** Stored data follows **

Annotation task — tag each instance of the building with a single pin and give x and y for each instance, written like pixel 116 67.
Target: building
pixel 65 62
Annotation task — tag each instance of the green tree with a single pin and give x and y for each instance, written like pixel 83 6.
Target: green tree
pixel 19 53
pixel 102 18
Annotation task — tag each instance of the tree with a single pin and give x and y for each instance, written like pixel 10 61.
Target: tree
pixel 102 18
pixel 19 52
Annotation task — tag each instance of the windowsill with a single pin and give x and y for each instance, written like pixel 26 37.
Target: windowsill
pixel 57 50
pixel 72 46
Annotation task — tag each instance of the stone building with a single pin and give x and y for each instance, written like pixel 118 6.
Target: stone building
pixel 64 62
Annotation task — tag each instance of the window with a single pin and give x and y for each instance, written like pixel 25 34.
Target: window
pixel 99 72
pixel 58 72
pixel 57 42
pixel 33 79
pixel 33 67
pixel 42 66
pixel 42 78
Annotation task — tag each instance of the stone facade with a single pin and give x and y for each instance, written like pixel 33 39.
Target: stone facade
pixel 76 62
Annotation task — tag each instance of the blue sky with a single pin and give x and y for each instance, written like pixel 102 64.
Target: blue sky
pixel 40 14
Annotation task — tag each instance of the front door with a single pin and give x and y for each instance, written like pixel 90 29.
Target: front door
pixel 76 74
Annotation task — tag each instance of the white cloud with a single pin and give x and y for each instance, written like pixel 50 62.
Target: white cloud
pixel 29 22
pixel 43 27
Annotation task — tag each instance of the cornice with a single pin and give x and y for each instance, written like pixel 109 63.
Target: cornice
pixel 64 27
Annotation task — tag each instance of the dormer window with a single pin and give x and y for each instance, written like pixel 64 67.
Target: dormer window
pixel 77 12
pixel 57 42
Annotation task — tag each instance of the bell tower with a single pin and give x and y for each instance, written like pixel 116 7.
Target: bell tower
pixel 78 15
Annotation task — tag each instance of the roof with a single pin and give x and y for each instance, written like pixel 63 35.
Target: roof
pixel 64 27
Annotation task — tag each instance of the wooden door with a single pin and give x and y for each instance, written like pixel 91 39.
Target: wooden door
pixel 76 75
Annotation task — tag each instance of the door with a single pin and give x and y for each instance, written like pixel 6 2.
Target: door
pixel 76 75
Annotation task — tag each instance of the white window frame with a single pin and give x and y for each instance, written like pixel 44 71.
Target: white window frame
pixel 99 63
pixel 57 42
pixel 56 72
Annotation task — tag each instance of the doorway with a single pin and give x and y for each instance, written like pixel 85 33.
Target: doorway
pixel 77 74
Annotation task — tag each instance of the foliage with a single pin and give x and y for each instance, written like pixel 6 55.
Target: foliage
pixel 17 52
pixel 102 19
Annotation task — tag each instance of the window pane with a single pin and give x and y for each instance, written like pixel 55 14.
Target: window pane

** End of Stored data **

▸ **Work instruction**
What must be transcribed is the run of lines from the one containing "Annotation task — tag each instance of the foliage" to the last line of the data above, inclusive, and only that.

▸ **Task response**
Annotation task — tag each instance of the foliage with a single pin and give x and y for each instance, written like pixel 6 55.
Target: foliage
pixel 17 52
pixel 102 19
Annotation task — tag each instance of the window pane with a single pin and give x and y for each instance, written like pixel 55 14.
Target: window pane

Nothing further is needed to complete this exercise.